_DATASET RECORDS:_
**********
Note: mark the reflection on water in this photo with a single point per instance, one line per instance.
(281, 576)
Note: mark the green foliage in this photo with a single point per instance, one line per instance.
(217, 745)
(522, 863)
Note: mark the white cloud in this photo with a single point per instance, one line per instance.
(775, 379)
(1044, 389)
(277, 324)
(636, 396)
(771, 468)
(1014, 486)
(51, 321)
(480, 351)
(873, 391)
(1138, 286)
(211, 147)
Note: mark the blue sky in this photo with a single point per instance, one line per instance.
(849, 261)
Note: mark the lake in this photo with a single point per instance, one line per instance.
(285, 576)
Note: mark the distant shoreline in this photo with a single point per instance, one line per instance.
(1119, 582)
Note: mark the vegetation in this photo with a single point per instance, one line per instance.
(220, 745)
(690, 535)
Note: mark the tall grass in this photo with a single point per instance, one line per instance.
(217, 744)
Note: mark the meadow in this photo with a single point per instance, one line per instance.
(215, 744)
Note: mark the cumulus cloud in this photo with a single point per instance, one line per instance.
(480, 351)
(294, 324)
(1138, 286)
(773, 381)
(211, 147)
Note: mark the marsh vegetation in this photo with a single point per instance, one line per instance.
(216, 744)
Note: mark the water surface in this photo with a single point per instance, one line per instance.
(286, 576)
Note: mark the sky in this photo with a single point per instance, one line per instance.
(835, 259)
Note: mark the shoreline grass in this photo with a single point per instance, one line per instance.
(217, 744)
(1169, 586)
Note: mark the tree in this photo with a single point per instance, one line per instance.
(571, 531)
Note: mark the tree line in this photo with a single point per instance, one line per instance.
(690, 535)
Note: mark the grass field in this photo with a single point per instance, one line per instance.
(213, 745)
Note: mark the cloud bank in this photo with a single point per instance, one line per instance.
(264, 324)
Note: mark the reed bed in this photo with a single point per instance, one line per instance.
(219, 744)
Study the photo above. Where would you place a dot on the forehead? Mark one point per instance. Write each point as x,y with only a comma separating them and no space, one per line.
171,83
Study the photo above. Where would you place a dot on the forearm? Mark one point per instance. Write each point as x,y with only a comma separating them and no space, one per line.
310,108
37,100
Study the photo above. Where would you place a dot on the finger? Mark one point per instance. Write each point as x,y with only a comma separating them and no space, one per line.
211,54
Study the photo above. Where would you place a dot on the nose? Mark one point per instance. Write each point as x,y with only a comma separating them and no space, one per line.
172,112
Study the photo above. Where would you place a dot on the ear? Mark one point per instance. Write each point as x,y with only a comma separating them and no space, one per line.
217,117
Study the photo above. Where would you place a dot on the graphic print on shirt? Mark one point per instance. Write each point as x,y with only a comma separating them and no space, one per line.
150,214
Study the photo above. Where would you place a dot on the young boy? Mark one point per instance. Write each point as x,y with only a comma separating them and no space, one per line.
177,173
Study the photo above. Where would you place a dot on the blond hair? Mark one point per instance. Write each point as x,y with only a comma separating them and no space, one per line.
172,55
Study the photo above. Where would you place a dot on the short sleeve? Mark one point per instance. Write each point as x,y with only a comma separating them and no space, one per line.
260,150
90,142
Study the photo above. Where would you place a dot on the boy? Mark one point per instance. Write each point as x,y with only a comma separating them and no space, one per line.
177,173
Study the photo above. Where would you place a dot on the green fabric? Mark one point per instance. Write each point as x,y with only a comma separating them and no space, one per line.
**********
_OBJECTIVE:_ Copy all of the data above word for word, keeping every line in its original order.

_EXERCISE RESPONSE:_
Note: mark the reflection on water in this photo with a single point per instance, one line per instance.
(281, 576)
Note: mark the green foliage in this photo with a single point per instance, one line per instance.
(217, 745)
(522, 863)
Note: mark the white cloud in this photo with a single point per instance, one line per instance.
(775, 379)
(1044, 389)
(277, 324)
(636, 396)
(771, 468)
(1014, 486)
(51, 321)
(480, 351)
(873, 391)
(1138, 286)
(211, 147)
Note: mark the blue sky in this photo with a single point per instance, one line per instance.
(849, 261)
Note: mark the lake in this photo with a single point per instance, one line per instance.
(285, 576)
Note: mark the distant shoreline in this photo with a single point per instance, one line per instance.
(1119, 582)
Note: mark the vegetation in this photo with a single point per instance, one line per instance.
(220, 745)
(690, 535)
Note: mark the tall grass in this photo with a single point per instance, one line per instance.
(217, 744)
Note: mark the meadow in this photo with a single point per instance, one line per instance.
(215, 744)
Note: mark the cumulus cloud in this photo with a single point per instance, one line per instance.
(480, 351)
(294, 324)
(1138, 286)
(773, 381)
(211, 147)
Note: mark the marsh vegetation in this photo with a single point per instance, one line per instance.
(216, 744)
Note: mark the water surface in this photo with a single point per instance, one line per instance.
(286, 576)
Note: mark the sky in this photo with a single point per instance, one line per instance.
(835, 259)
Note: mark the shoreline grass in this photo with a single point per instance, one line per instance.
(217, 744)
(1169, 586)
Note: mark the tree in this photo with a single point per instance, one line per instance.
(571, 531)
Note: mark the tree line in this photo with a single point per instance, one line per instance.
(690, 535)
Note: mark the grass field in this photo with a single point per instance, one line per instance.
(213, 745)
Note: mark the cloud bank in this photo with a single point per instance, one line per instance.
(264, 324)
Note: mark the reed bed in this photo with a single point per instance, one line per instance.
(219, 744)
Study the photo above. Where would you place a dot on the forehead? Mark one point per instance. Write each point as x,y with only a comma separating them and no space, one per line.
171,83
Study the photo above. Where would you place a dot on the forearm? Mark one point per instance. Write each point as x,y with only a comma separating them and no space, one per line.
310,108
37,100
Study the photo above. Where would you place a dot on the finger? Mark one point per instance. Write each point as x,y with only a comma separating them and no space, one per line.
211,54
Study the photo above. Where would you place a dot on the nose? Mark one point per instance. Write each point as x,y with only a comma separating them and no space, one per line.
172,112
Study the photo above. Where would you place a dot on the ear? Mark one point per instance. Write each point as x,y with only a comma separating them and no space, one per line.
217,117
Study the photo above. Where would you place a dot on the graphic print on shirt? Mark one point per instance. Write each point as x,y with only a comma separating them and no space, one per line.
150,214
Study the photo above. Where would you place a dot on the young boy? Mark one point per instance. Write each point as x,y with only a comma separating them and no space, one per line.
177,173
Study the photo above. Where would you place a dot on the blond hair? Mark one point per instance. Write each point as x,y with only a comma separating them and no space, one per line.
172,55
Study the photo above. Where would you place a dot on the short sleeve? Mark one point per instance. Write each point as x,y with only a comma separating them and no space, one per line.
260,150
90,142
Study the photo above. Where would you place a dot on the boy? Mark one point per instance. Write each point as x,y with only a comma separating them and no space, one per line.
177,173
Study the photo above. Where would you place a dot on the green fabric? Mark one point per instance. Write each point as x,y with only a comma separating them and no space, one per line.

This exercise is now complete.